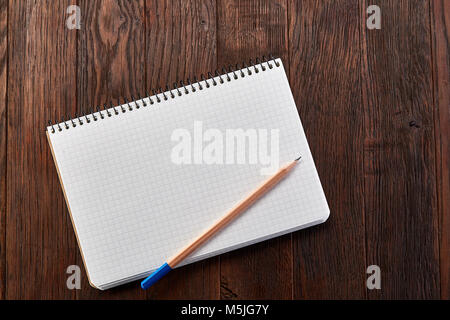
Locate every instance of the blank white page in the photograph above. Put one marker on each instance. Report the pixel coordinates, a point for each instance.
(133, 207)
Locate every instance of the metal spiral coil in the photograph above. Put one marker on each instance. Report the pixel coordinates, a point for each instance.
(179, 88)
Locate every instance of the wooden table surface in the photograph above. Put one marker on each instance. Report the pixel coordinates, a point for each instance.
(374, 105)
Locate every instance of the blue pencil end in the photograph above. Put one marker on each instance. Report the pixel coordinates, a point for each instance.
(155, 276)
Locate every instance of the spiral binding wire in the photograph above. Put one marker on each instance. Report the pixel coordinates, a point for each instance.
(163, 95)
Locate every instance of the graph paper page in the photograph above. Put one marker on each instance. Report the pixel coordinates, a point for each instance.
(133, 207)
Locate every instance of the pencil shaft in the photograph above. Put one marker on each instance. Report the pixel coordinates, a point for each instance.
(233, 213)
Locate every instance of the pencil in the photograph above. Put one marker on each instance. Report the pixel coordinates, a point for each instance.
(233, 213)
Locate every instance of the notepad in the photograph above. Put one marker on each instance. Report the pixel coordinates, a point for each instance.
(144, 178)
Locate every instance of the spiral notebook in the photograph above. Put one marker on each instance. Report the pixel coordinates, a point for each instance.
(142, 179)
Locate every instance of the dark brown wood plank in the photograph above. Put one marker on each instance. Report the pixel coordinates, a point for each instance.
(3, 132)
(329, 260)
(41, 81)
(440, 27)
(111, 64)
(246, 30)
(181, 43)
(399, 151)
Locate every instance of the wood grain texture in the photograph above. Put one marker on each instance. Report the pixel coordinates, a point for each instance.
(375, 106)
(41, 81)
(329, 260)
(181, 44)
(111, 65)
(3, 135)
(440, 27)
(246, 30)
(399, 152)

= = =

§ GIVEN REQUEST: Retype every item above word for word, leaving out the picture.

§ OUTPUT BELOW:
Locate every instance of the blank white page in the photograph above. Put one marker on each instance. Report the pixel coordinates, a point for each instance.
(133, 207)
Locate every instance of the metal spiral coil in the photograph above. Put one marker on each instance. Report the pixel coordinates, a point for each instance.
(179, 88)
Locate every instance of the wooden table surface in the photograph above. Put one marker on each instance. Report the pixel coordinates, a point for each instance.
(374, 105)
Locate every instance of the blue pencil end in the photograph above. Put one marker on each instance. Report the pixel coordinates, a point for each instance.
(155, 276)
Locate every instance of the spiral binding wire in the photograph above. Put one marker on each instance. Report the pixel coordinates, a point for each instance.
(163, 95)
Locate every instance of the graph paper page in the photograph above. Put one marker on each instance. Report the pixel coordinates, a point for each instance.
(133, 207)
Locate every instance of the pencil shaft in the photograph above. Put one marker on each instance. Report the pixel coordinates, a point for each instance.
(233, 213)
Locate every instance of the pencil in the photograph above. Put one marker on each instance. Report the pixel coordinates, a point for each instance.
(233, 213)
Locate every instance of the notepad in the photograph above. Put one marker on each instance. Report the pixel coordinates, a point for each instance.
(144, 178)
Locate every instance of the spiral notebook in the photograph above. Put one marker on each instance. Report the pixel coordinates, a point for each instance.
(142, 179)
Locate every instance of the dark brown wood plank in the photograph above. Put one marker on each instance. Report the pixel coordinates, a point for each instance.
(3, 132)
(329, 260)
(41, 81)
(440, 27)
(111, 64)
(246, 30)
(181, 43)
(399, 151)
Locate every instance of the wood grain texture in the photograph above. Put one marker on each instance. Report the pixel coordinates, a point for each instance.
(375, 106)
(41, 81)
(329, 260)
(181, 44)
(111, 65)
(3, 135)
(440, 27)
(246, 30)
(399, 152)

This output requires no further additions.